For those of us who are committed to helping make the dream of
homeownership a reality for more people, rapidly rising prices
continue to be bad news. That first step, getting into a house
of your own, has always been a daunting challenge. Now, in much
of the U.S., and certainly in the Pacific Northwest, it has
become even more difficult.
IS there a
Housing Bubble?
There is no simple answer to this question. A wide range of
factors impact home prices, and these include interest rates,
the availability of loan programs, the strength of the local
economy, employment growth and income levels, population growth,
and many others. Three economists were generous enough to share
their perspectives with me for this newsletter.

Paul Kasriel, Senior Vice President and Director of Economic
Research
Northern Trust Company
I’ll start with
Paul Kasriel,
Senior Vice President and Director of Economic Research at The
Northern Trust Company. Paul is direct and to the point.
“I think it’s a bubble,” he says. For Paul, it’s a
straightforward scenario: cheap credit has pushed housing prices
past their fundamental value; this has created speculation in
the housing market. If cheap credit causes a bubble, it follows
that when credit becomes too restricted, the bubble will burst.

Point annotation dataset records
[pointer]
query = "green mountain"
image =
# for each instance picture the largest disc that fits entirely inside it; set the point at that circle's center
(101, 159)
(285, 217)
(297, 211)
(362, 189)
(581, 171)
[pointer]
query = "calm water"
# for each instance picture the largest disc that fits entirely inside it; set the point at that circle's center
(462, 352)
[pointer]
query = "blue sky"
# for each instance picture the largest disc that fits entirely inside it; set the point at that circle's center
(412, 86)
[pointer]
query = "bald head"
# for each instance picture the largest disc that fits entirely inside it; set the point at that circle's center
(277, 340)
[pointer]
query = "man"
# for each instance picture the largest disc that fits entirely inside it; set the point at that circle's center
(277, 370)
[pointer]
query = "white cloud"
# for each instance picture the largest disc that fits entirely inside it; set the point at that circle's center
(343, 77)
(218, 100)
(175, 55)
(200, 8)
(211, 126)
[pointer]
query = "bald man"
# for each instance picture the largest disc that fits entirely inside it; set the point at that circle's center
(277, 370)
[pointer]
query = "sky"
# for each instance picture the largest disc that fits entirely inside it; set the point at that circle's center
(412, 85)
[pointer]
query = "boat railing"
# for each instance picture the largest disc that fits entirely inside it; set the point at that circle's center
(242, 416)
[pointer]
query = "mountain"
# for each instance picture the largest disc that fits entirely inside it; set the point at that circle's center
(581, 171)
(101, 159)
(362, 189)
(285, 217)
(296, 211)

DIRECTION A
Decide whether each statement agrees with the housing article above the material, and answer yes or no with the deciding words quoted from it: (i) Paul Kasriel is Director of Economic Research at The Northern Trust Company. (ii) Two economists shared their perspectives for the newsletter. (iii) Kasriel holds that cheap credit has pushed housing prices beyond their fundamental value.
DIRECTION B
Please return the passage of the housing article above the material between "Paul Kasriel, Senior" and "bubble will burst.", inclusive.
DIRECTION C
Answer these questions from the housing article above the material:
(i) Which region does it name where getting a first home has certainly become more difficult?
(ii) What does Kasriel say will happen when credit becomes too restricted?
(iii) What does the article list as the first factor affecting home prices?

CORRECT RESULT A
(i) Yes: "Senior Vice President and Director of Economic Research at The Northern Trust Company."
(ii) No: "Three economists were generous enough to share their perspectives with me for this newsletter."
(iii) Yes: "cheap credit has pushed housing prices past their fundamental value"

CORRECT RESULT B
Paul Kasriel, Senior Vice President and Director of Economic
Research
Northern Trust Company
I’ll start with
Paul Kasriel,
Senior Vice President and Director of Economic Research at The
Northern Trust Company. Paul is direct and to the point.
“I think it’s a bubble,” he says. For Paul, it’s a
straightforward scenario: cheap credit has pushed housing prices
past their fundamental value; this has created speculation in
the housing market. If cheap credit causes a bubble, it follows
that when credit becomes too restricted, the bubble will burst.

CORRECT RESULT C
(i) The Pacific Northwest.
(ii) The bubble will burst.
(iii) Interest rates.